Trifolium repens L. (white clover)
Pl. 410 g, h; Map 1818
Plants perennial
with fibrous roots and sometimes short rhizomes. Stems
10–40 cm long, prostrate and rooting at the nodes, glabrous or occasionally
sparsely hairy. Leaves long-petiolate,
the longest petioles to 200 mm, much longer than the leaflets. Stipules
shorter than the associated petiole, ovate to lanceolate,
fused most of the way into a sheathing tube (this rupturing as the
inflorescence develops), the free portions short-tapered to the slender tips,
membranous, whitish- to brownish-tinged, often with darker reddish to green
veins, the margins entire. Leaflets 6–30 mm long, 10–25 mm wide, all sessile or
nearly so, broadly elliptic to ovate, broadly angled at the base, bluntly
pointed to more commonly rounded or shallowly to more deeply notched at the
tip, the margins sharply and finely toothed, the surfaces glabrous or the
undersurface sparsely hairy along the veins. Inflorescences
15–35 mm long and wide, dense globose (or nearly so)

# USING THE INFORMATION:
[1] Answer these from the white clover description:
(a) How long are the stems?
(b) How long can the longest petioles get?
(c) How wide are the leaflets?
[2] Pick up the white clover description where it stops and carry it on.

# STORED DATA:
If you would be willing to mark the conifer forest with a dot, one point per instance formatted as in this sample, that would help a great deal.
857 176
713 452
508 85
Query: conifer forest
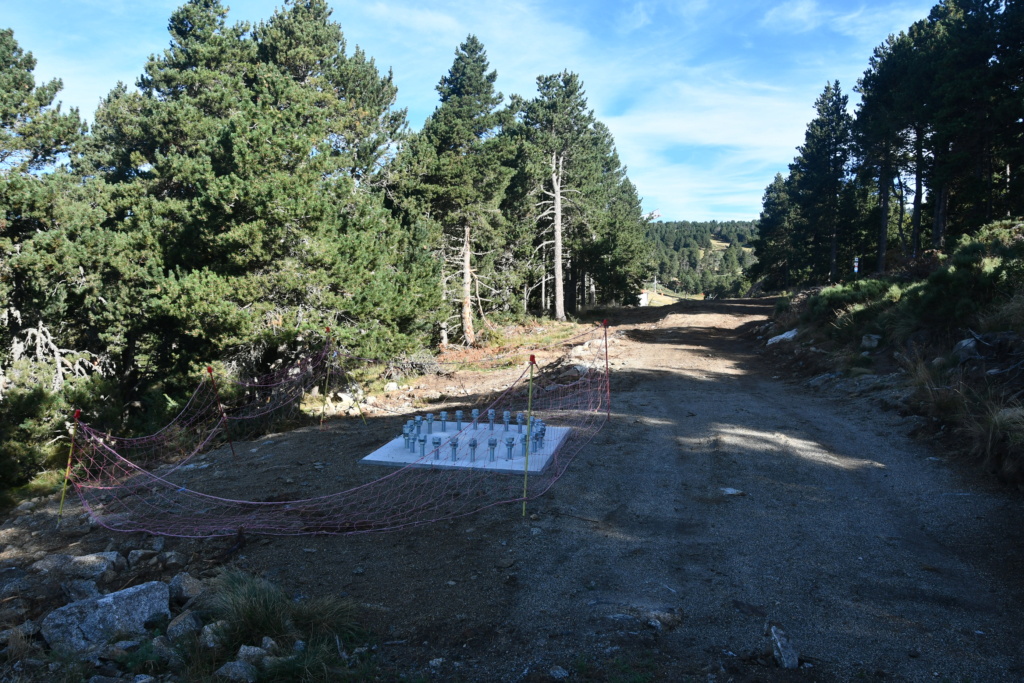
257 185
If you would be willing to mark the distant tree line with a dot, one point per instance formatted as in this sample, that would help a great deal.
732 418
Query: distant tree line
257 186
934 152
687 262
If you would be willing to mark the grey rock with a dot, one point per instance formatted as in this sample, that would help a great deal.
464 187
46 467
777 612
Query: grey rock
80 590
868 342
162 646
211 635
87 625
238 671
251 653
966 349
84 566
136 557
12 582
173 560
782 648
821 379
183 625
184 587
27 630
785 336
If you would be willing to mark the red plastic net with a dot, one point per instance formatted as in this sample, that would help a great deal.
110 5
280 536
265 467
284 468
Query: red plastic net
157 484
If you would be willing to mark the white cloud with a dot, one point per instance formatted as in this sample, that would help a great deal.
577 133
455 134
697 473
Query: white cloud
795 16
873 25
637 17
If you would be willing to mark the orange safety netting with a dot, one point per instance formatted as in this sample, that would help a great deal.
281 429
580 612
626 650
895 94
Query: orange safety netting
139 484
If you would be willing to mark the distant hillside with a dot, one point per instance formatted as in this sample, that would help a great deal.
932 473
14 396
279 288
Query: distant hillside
688 261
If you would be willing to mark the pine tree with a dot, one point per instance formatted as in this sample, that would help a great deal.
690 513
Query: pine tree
461 178
774 245
819 173
559 125
245 169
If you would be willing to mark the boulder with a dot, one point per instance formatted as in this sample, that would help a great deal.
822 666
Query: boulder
13 581
238 671
966 349
163 648
80 590
137 557
785 654
27 630
211 635
251 653
83 566
785 336
184 587
173 560
183 625
86 625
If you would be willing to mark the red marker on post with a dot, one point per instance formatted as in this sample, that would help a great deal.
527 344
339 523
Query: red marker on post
71 456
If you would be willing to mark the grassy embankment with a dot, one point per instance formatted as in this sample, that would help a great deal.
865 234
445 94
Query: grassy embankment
958 334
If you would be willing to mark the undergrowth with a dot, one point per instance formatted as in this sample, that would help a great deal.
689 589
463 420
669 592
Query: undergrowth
978 289
312 637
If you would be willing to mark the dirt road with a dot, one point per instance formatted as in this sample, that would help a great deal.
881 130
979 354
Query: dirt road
873 554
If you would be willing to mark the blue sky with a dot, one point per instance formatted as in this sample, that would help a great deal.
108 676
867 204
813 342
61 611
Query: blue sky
707 100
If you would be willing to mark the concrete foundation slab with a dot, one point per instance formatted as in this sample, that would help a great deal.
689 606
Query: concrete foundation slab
396 453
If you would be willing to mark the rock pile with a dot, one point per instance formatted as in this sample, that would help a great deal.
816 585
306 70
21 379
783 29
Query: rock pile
102 611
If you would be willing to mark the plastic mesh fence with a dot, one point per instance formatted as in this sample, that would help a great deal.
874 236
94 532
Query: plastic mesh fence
145 484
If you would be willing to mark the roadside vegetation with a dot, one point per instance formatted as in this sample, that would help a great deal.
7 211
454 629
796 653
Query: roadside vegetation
256 187
957 334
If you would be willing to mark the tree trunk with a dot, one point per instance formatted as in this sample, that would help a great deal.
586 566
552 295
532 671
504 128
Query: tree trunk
544 281
919 188
467 293
556 189
939 222
833 251
884 226
572 291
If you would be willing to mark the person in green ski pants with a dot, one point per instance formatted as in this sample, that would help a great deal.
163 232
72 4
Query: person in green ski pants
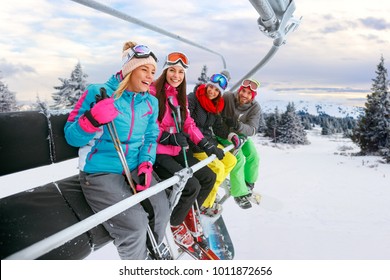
241 117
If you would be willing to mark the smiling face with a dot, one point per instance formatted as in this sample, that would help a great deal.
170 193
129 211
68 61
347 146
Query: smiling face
212 91
175 75
244 95
141 78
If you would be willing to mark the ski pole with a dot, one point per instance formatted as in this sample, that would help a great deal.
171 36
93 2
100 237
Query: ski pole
177 108
118 147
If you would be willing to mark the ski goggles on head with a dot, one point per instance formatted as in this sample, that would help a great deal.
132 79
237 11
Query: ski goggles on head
220 79
175 57
139 51
253 84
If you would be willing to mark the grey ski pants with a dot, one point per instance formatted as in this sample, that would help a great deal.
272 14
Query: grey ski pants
129 228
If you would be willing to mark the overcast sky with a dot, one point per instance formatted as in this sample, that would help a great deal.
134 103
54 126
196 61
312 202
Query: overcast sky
333 53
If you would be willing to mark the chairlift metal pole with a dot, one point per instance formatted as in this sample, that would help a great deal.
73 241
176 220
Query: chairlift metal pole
275 21
105 9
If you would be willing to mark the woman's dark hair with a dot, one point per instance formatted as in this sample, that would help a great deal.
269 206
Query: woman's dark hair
162 97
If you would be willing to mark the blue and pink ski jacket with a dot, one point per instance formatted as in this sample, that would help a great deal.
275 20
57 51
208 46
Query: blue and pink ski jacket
136 125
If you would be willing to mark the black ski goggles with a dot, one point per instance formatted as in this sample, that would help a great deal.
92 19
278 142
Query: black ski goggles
175 57
220 79
139 51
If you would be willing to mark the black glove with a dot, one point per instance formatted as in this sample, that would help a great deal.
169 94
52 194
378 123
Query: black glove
231 123
175 139
210 149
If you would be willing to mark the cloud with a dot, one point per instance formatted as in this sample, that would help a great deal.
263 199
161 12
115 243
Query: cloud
10 69
321 89
375 23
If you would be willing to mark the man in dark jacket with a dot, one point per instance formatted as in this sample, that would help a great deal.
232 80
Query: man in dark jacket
241 115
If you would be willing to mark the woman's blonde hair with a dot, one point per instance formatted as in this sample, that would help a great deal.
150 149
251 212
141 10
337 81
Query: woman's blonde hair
124 83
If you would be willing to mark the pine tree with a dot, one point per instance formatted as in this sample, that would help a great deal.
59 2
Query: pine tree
7 98
372 133
291 130
71 89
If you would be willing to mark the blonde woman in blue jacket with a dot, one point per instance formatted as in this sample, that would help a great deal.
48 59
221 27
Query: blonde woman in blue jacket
134 113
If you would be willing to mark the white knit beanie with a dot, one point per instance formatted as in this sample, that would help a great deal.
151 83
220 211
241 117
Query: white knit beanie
135 62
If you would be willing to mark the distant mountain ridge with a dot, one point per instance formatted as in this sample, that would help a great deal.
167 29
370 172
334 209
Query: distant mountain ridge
314 108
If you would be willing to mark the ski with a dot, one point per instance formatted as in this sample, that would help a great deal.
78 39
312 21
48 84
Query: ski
218 237
194 251
207 250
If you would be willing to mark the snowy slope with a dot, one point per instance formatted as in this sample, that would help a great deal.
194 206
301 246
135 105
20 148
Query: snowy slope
334 206
314 108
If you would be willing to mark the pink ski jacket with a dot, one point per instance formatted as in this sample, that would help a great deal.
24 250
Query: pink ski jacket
168 123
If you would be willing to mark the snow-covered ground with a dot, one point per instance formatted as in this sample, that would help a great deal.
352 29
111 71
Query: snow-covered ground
334 206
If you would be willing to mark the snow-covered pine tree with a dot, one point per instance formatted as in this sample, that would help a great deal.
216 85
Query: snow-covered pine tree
372 133
290 129
7 98
71 89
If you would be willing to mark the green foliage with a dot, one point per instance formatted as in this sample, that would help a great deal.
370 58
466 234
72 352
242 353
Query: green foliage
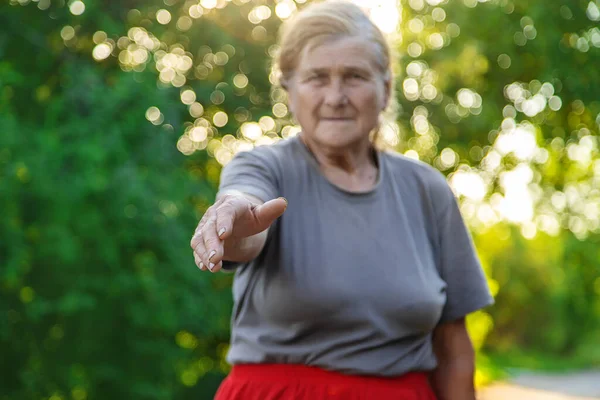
99 192
100 295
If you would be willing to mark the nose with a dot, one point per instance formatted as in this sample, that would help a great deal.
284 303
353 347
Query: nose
335 95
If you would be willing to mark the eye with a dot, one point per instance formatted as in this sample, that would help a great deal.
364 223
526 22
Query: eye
356 76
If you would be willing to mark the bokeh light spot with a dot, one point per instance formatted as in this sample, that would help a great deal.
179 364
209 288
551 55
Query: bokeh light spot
77 7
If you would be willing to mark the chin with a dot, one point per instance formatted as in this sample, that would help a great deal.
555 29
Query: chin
338 139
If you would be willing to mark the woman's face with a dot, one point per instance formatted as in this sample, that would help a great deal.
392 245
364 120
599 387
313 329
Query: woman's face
337 92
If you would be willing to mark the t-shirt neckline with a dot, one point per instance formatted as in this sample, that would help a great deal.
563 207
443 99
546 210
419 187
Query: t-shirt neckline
310 158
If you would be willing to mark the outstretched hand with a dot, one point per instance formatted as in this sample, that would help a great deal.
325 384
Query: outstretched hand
225 224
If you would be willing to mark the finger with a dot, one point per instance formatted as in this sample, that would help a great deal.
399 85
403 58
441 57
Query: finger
199 262
217 267
196 239
226 215
212 244
268 212
199 252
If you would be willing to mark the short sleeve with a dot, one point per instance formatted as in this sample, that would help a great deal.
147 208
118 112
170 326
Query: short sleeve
467 288
252 172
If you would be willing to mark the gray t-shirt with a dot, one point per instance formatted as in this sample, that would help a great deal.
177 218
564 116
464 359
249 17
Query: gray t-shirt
351 282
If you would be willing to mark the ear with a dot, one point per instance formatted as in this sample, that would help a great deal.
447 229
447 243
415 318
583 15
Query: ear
291 98
387 90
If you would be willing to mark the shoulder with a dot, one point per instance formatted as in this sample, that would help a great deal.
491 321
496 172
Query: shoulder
420 175
271 154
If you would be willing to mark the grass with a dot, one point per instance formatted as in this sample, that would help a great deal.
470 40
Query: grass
507 363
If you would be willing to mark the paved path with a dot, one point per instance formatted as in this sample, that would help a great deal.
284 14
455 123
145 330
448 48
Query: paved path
532 386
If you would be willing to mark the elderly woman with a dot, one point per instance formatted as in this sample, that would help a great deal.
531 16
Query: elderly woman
358 287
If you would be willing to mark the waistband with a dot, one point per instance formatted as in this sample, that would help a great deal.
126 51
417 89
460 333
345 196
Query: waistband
296 372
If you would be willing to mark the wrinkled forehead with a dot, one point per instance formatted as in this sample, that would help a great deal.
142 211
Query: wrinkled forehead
339 53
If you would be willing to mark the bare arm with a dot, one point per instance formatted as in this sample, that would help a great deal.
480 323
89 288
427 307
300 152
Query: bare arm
453 377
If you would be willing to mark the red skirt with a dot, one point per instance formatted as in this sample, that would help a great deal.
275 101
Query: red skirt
300 382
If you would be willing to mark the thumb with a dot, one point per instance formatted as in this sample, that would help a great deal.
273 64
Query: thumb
268 212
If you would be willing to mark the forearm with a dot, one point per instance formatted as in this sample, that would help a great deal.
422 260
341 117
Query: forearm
244 249
453 378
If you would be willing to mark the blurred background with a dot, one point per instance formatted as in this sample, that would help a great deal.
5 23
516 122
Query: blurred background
117 116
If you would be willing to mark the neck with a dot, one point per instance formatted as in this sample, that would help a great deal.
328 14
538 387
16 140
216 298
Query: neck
350 159
353 168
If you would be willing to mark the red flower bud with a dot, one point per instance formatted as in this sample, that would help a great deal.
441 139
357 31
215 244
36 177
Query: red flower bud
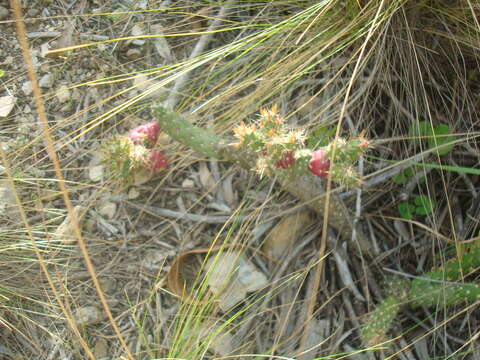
156 160
287 160
147 132
319 163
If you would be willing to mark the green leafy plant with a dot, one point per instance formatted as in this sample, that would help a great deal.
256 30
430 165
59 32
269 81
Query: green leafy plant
437 136
430 289
403 176
422 205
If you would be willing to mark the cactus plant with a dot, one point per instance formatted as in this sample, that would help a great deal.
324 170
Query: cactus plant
427 290
305 188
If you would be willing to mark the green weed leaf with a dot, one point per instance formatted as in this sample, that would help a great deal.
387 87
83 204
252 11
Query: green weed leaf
406 210
424 205
434 141
400 178
420 129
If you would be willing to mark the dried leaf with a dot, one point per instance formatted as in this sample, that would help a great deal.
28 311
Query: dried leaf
6 105
231 276
161 44
206 177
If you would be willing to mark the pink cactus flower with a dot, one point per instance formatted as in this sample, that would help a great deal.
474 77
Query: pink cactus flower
287 160
319 163
156 161
145 134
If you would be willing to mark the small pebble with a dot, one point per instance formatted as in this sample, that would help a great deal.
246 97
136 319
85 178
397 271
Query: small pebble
4 13
88 315
46 81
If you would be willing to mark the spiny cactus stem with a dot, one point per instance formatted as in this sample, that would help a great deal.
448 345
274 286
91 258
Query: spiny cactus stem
307 188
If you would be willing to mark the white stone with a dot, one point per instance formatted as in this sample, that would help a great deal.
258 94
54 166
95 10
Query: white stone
108 209
188 183
88 315
27 88
63 95
46 81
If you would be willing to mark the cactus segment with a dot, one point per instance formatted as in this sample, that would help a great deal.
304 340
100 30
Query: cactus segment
203 141
379 321
426 293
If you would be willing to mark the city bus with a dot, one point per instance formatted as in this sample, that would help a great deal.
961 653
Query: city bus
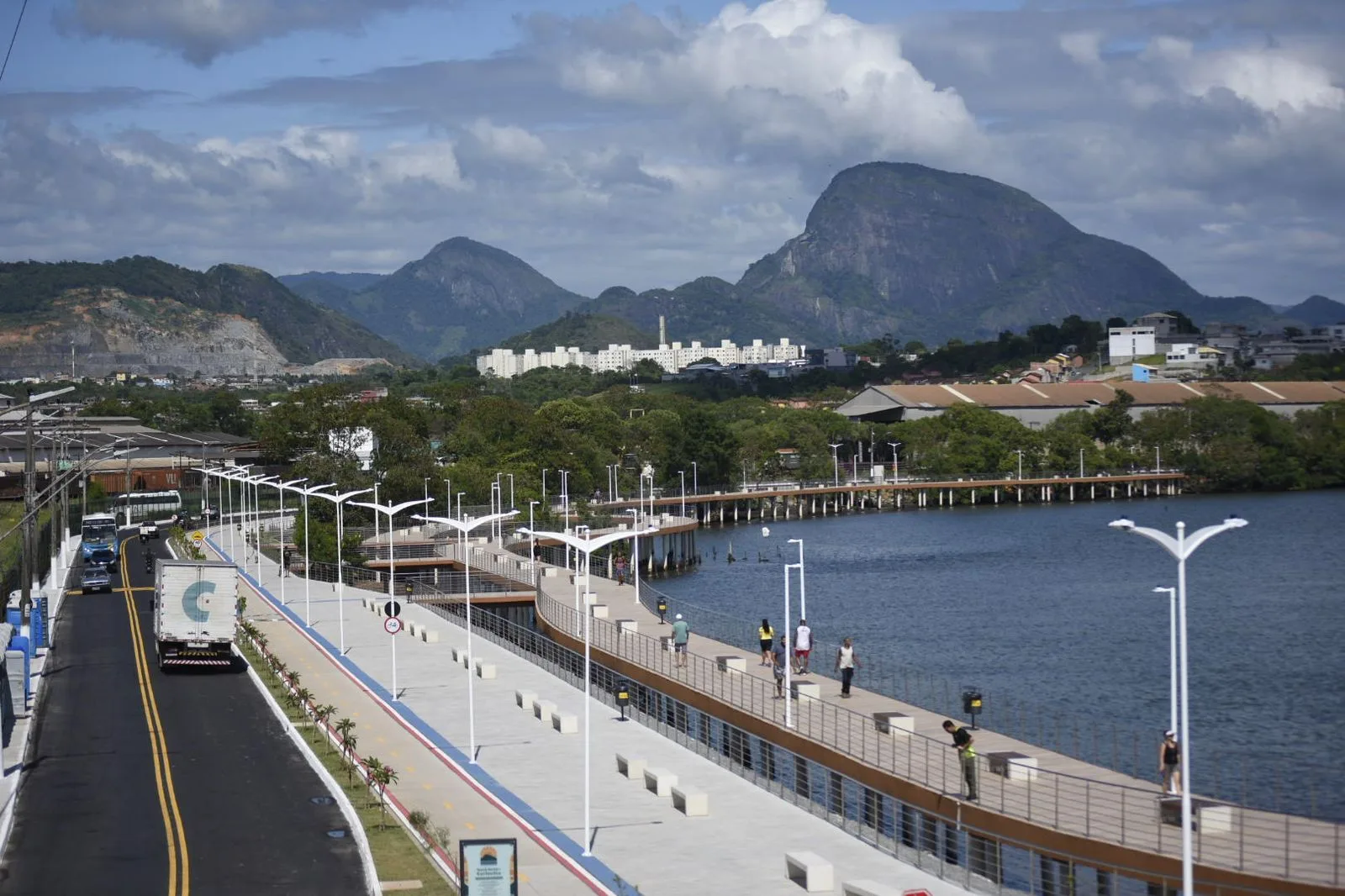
98 530
147 503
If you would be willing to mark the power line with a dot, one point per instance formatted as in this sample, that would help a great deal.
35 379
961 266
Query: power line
13 38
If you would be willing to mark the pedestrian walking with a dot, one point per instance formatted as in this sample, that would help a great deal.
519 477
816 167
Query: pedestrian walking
847 662
962 741
766 636
681 635
1169 763
802 647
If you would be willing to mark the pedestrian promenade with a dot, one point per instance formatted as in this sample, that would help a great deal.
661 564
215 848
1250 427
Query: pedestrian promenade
1060 794
529 782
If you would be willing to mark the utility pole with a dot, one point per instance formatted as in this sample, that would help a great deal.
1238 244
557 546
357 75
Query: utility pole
30 499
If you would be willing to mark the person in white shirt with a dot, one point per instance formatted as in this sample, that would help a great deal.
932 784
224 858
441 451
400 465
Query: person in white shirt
802 647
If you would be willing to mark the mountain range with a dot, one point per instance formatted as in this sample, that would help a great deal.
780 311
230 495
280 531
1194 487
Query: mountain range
888 248
145 315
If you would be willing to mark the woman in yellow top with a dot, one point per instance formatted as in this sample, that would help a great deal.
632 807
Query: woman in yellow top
767 636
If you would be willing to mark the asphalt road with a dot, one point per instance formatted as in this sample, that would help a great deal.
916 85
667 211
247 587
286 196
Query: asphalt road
91 818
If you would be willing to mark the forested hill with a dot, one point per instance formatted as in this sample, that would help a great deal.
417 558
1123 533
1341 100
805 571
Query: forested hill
304 333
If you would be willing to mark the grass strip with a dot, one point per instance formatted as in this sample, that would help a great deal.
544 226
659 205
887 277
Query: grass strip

# ANSWERS PROVIDED:
[1]
(a) 10–40 cm long
(b) Up to 200 mm
(c) 10–25 mm wide

[2]
umbels or very short racemes, the stalk (which are mostly erect and develop
singly from the leaf axil) 50–200 cm long. Flowers 20–50(–100), the
stalk 1–2 mm long at flowering, elongating to 4–6 mm and becoming sharply
reflexed at fruiting. Calyces 3–5 mm long, the tube 1.8–3.0 mm long, glabrous,
the teeth triangular-lanceolate, shorter than (upper
teeth) to about as long as (lower teeth) as the tube, unequal, often dark
purple around the V-shaped sinuses, lacking a prominent network of nerves and
not becoming inflated at fruiting. Corollas 7–12 mm long, longer than the calyx
lobes, white to pinkish-tinged, the banner outcurved,
elliptic-obovate, mostly rounded at the tip, the
margins sometimes minutely irregular, finely and usually inconspicuously
nerved. Fruits 3–5 mm long, narrowly oblong in outline, 3- or
4-seeded. Seeds 0.9–1.5 mm long, nearly globose to slightly kidney-shaped, yellowish tan to brown,
somewhat shiny. 2n=16, 28, 32,
48, 64. March–November.
Introduced,
scattered to common throughout the state (native of Europe, Asia; introduced in
temperate regions nearly worldwide). Banks of streams and rivers, margins
of ponds, lakes, sinkhole ponds, and fens, and edges of bottomland forests;
also old fields, fallow fields, pastures, lawns, gardens, roadsides, and open
disturbed areas.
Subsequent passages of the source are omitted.